>> start

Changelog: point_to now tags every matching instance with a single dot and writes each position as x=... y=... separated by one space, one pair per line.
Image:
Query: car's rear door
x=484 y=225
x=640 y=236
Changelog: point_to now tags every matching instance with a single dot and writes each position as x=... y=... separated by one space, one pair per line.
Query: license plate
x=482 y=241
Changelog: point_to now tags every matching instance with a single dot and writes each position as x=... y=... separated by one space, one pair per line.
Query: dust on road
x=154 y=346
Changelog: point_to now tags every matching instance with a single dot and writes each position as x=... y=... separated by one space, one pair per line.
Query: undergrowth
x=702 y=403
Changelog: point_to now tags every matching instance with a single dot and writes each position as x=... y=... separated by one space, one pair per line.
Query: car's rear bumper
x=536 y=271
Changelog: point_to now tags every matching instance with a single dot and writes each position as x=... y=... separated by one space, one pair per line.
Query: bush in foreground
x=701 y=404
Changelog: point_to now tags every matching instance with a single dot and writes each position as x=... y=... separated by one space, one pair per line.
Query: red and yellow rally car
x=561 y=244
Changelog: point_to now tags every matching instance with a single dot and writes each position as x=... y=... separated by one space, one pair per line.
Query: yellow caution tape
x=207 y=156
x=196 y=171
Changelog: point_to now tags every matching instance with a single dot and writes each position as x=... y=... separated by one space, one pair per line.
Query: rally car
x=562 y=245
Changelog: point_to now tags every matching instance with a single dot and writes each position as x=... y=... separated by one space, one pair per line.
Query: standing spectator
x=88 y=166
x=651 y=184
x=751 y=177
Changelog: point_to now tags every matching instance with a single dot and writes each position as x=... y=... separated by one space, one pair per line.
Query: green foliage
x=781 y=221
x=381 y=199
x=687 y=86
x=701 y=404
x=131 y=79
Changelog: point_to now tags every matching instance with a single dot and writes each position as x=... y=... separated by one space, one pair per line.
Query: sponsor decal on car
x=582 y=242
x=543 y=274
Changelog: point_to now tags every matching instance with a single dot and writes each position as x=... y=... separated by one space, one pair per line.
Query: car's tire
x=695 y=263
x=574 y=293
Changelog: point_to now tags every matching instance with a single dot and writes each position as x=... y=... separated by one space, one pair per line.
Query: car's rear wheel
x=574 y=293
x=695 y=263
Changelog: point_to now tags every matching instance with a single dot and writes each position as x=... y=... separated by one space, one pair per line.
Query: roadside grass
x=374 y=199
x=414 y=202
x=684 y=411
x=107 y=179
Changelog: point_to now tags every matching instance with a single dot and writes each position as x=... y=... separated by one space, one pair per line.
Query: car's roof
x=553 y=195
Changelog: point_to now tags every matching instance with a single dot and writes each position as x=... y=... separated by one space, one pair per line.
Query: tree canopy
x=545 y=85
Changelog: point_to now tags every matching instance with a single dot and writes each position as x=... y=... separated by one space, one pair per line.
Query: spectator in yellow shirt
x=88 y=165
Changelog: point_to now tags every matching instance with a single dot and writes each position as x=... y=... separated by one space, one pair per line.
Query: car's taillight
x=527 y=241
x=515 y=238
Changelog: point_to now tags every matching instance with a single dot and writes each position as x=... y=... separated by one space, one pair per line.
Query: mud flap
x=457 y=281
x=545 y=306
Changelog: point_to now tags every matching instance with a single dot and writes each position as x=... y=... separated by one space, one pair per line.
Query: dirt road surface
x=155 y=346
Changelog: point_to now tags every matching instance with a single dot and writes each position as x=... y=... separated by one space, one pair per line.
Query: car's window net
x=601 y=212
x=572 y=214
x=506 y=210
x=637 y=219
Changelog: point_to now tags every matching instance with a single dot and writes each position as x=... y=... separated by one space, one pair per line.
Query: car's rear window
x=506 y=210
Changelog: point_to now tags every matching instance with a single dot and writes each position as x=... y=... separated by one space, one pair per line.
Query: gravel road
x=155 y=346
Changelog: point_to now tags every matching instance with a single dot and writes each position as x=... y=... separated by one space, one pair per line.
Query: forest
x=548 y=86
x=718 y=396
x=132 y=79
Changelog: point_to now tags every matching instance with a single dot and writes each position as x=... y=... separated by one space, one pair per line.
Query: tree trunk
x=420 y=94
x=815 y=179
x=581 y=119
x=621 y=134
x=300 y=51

>> end
>> start

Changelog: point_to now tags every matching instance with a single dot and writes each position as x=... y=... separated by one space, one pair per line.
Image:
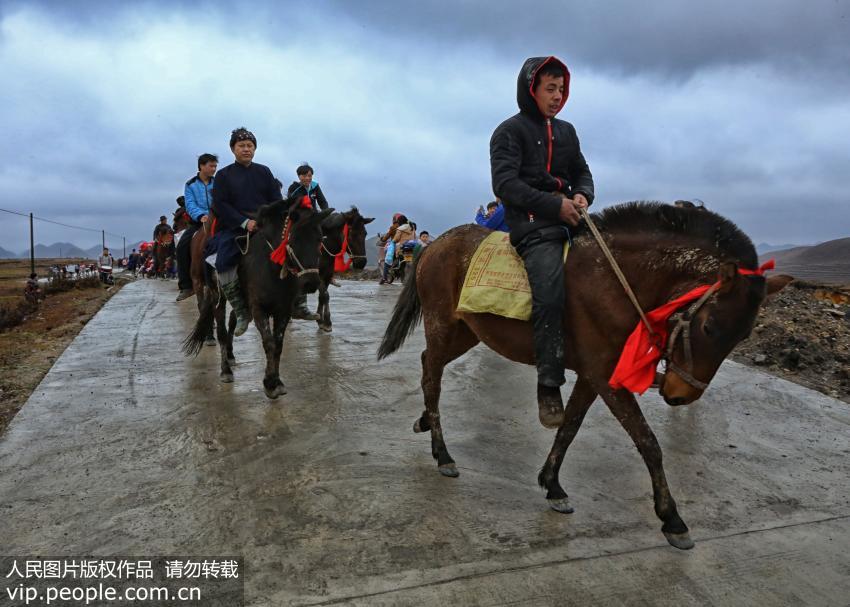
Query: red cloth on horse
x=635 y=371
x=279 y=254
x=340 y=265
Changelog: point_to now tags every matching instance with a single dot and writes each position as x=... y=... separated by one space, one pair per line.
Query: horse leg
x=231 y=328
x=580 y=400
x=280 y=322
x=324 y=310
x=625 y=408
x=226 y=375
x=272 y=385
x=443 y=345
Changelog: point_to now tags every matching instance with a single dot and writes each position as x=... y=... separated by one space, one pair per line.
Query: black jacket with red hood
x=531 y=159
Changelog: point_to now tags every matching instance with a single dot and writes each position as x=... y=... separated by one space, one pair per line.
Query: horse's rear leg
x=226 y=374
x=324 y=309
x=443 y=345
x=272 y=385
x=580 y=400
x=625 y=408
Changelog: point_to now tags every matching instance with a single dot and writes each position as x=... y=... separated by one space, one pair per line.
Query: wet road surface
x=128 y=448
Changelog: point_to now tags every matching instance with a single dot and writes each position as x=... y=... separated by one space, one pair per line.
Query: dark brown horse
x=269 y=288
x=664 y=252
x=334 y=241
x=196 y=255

>> end

__EXERCISE TASK__: How many lines in the items above contain the string "surface"? Case counts. Reply with the number only.

__TASK ANSWER__: 2